[Begin INPUT]
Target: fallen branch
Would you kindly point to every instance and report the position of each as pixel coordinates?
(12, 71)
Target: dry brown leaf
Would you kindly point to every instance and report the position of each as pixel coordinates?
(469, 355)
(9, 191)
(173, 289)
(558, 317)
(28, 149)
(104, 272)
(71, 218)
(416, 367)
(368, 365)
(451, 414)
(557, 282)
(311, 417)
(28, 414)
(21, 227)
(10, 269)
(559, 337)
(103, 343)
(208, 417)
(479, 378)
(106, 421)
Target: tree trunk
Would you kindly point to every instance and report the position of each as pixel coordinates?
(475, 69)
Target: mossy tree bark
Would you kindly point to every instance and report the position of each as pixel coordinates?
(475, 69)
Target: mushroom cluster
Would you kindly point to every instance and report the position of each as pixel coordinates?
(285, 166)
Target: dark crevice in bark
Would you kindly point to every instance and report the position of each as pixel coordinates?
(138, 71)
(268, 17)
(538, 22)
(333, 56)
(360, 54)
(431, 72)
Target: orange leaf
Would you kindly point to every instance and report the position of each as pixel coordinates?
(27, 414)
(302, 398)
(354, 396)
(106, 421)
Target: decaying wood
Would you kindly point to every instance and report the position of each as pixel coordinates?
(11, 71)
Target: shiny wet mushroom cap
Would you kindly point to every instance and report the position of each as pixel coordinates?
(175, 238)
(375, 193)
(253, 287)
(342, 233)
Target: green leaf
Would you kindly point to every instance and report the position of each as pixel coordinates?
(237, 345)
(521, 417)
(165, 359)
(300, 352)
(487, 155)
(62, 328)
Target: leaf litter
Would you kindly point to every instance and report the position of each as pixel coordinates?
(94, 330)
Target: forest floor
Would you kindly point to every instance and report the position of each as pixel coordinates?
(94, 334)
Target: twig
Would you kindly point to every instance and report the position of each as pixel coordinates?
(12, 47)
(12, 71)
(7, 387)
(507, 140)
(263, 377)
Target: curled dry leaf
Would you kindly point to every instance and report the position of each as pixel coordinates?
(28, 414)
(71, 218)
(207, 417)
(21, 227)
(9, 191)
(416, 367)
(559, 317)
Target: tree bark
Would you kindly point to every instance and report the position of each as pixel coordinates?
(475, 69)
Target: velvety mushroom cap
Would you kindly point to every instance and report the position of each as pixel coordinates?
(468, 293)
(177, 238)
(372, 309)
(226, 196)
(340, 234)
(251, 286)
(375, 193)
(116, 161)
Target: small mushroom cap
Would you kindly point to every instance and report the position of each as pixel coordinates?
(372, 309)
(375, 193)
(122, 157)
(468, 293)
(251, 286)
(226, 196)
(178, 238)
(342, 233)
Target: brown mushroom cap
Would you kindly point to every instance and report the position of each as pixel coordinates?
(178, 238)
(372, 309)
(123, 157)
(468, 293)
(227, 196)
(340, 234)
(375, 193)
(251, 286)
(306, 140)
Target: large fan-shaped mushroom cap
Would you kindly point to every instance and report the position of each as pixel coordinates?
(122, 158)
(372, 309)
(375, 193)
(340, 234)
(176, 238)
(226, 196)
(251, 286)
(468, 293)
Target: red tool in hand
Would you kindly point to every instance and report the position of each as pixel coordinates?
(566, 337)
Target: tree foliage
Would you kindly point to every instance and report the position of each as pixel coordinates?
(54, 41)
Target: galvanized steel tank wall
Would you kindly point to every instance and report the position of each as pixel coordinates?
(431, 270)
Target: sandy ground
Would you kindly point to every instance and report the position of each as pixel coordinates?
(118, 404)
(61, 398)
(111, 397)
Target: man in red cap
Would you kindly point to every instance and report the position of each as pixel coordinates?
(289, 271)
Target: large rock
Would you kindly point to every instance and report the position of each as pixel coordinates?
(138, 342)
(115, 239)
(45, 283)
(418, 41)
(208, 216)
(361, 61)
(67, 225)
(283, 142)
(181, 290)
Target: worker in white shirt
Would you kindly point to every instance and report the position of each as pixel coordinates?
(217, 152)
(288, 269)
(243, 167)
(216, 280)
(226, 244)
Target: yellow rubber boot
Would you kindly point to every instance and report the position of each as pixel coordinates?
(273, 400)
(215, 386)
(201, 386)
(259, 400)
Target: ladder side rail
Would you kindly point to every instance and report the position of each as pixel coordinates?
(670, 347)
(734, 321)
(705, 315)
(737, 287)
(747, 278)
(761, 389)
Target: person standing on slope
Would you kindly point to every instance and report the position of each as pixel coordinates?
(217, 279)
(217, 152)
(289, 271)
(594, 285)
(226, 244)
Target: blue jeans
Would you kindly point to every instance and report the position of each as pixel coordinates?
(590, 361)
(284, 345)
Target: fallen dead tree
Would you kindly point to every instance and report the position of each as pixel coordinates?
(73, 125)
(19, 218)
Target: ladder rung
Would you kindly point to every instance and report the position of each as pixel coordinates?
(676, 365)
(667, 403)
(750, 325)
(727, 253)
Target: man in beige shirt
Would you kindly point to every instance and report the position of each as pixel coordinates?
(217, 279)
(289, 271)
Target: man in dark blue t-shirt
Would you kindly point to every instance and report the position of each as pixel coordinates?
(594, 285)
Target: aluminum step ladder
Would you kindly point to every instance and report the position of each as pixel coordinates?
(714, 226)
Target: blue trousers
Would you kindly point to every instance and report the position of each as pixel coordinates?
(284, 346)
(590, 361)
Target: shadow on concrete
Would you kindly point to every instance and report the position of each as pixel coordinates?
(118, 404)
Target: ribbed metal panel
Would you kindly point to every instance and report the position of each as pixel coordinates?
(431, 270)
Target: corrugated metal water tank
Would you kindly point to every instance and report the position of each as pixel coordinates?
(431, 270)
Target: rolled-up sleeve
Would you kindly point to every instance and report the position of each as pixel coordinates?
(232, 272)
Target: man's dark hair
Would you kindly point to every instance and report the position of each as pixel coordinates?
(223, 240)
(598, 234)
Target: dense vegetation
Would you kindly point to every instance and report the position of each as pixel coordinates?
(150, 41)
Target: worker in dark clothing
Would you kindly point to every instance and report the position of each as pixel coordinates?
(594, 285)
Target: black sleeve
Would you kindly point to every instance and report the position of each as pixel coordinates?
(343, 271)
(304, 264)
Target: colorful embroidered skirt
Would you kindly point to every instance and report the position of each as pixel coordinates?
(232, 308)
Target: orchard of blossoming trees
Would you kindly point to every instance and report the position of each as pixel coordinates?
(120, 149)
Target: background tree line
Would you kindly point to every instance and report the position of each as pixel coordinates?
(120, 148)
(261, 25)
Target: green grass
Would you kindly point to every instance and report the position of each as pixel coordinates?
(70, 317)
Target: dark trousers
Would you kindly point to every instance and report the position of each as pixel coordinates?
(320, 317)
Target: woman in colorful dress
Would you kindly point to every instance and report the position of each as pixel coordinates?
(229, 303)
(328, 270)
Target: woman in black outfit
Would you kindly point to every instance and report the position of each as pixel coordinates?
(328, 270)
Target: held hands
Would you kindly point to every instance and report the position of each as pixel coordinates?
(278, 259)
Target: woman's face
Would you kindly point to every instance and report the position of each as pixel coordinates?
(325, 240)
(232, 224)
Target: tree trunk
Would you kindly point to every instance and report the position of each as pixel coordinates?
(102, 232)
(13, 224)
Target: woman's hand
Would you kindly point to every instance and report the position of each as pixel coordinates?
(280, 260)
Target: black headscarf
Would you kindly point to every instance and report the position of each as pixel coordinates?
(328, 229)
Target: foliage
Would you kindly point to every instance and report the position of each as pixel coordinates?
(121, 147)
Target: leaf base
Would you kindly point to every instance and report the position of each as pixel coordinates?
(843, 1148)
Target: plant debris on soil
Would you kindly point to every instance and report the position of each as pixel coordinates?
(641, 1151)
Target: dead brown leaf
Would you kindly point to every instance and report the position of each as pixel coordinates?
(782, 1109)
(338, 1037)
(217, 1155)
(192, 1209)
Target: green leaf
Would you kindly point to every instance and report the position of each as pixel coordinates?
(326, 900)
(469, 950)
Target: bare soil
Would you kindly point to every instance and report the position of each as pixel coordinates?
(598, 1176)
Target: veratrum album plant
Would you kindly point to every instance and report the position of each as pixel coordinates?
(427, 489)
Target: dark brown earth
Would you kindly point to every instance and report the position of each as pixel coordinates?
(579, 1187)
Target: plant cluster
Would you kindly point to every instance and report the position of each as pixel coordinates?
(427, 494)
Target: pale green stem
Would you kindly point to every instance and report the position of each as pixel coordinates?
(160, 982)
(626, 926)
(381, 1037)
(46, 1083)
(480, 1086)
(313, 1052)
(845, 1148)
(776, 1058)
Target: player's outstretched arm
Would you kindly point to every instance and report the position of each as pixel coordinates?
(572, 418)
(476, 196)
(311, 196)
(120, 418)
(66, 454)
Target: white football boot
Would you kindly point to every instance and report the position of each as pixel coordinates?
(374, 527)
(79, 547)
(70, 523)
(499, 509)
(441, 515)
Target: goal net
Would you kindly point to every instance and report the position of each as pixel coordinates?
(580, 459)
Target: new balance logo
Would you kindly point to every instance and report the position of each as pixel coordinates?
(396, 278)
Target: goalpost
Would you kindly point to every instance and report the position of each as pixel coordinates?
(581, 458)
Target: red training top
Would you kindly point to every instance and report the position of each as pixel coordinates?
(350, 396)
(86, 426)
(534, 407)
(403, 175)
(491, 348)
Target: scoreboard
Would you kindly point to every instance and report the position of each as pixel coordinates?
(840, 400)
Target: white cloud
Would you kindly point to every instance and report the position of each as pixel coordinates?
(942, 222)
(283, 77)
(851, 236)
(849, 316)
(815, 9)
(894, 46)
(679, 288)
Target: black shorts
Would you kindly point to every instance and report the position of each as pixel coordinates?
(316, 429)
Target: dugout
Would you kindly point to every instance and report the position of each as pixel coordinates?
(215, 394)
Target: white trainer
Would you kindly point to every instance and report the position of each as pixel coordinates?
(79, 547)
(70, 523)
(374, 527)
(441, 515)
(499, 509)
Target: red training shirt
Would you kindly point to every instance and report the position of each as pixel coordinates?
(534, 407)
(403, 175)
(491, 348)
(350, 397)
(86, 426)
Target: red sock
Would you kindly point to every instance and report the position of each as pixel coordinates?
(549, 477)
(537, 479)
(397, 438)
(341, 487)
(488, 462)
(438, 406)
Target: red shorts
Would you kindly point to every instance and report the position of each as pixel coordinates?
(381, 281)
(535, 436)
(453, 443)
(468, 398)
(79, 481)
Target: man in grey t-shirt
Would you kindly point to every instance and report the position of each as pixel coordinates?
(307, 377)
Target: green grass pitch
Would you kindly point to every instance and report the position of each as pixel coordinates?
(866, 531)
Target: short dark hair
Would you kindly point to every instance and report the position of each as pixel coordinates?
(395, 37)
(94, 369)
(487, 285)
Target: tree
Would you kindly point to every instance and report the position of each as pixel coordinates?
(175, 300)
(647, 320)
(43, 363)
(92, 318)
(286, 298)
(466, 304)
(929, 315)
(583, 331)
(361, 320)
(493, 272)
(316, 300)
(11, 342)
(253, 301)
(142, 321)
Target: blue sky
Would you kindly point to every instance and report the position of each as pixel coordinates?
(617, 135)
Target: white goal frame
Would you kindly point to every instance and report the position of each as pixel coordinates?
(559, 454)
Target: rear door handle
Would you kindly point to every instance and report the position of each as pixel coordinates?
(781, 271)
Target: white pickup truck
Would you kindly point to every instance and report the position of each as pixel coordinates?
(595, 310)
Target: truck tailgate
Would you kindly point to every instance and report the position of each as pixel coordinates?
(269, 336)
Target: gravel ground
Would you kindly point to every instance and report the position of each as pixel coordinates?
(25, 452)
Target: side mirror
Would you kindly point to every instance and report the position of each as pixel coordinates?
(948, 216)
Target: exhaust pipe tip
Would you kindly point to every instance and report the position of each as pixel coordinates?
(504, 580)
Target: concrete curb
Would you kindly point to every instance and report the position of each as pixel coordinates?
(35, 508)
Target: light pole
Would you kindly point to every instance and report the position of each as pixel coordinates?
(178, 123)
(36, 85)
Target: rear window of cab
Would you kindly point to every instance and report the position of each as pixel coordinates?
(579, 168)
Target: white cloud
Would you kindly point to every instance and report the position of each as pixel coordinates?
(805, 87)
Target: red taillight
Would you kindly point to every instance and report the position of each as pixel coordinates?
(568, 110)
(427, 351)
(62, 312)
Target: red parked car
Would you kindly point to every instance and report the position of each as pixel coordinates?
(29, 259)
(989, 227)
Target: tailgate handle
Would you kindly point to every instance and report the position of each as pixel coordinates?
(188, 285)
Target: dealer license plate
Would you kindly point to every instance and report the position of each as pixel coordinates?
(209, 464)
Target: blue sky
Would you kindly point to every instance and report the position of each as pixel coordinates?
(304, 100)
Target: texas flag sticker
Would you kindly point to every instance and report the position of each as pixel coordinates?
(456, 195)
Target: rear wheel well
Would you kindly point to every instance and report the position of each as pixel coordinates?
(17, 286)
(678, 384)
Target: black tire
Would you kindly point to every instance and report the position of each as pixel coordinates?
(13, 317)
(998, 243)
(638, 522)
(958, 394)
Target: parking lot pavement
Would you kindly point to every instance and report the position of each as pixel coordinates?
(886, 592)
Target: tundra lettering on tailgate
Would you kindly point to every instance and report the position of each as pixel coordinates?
[End INPUT]
_GIVEN EXERCISE:_
Copy out the lines from the line containing "Target: red parked car" to the end of the listing above, without alteration.

_CORRECT OUTPUT:_
Target: red parked car
Would you kindly point to every instance and report the position of each as pixel coordinates?
(29, 259)
(989, 227)
Target: tailgate handle
Would you kindly point to every instance and report the position of each as pixel coordinates?
(188, 285)
Target: dealer license plate
Would you kindly point to every instance and report the position of each as pixel coordinates?
(209, 464)
Target: blue sky
Would you kindly point to every instance and report the position of each as pixel coordinates?
(304, 100)
Target: texas flag sticker
Would you kindly point to every instance and report the position of each as pixel coordinates?
(456, 195)
Target: rear wheel well
Would you kindly point to every instance and report the position of each as pixel coordinates?
(17, 286)
(678, 384)
Target: black tire
Would you kindly point to every instance and report the position of each as pixel coordinates?
(13, 317)
(998, 243)
(638, 522)
(958, 394)
Target: parking lot pavement
Would you kindly point to every instance and report the position of each as pixel coordinates?
(886, 592)
Target: tundra lettering on tailgate
Would you kindly point to every instance and report the position of each as pixel coordinates?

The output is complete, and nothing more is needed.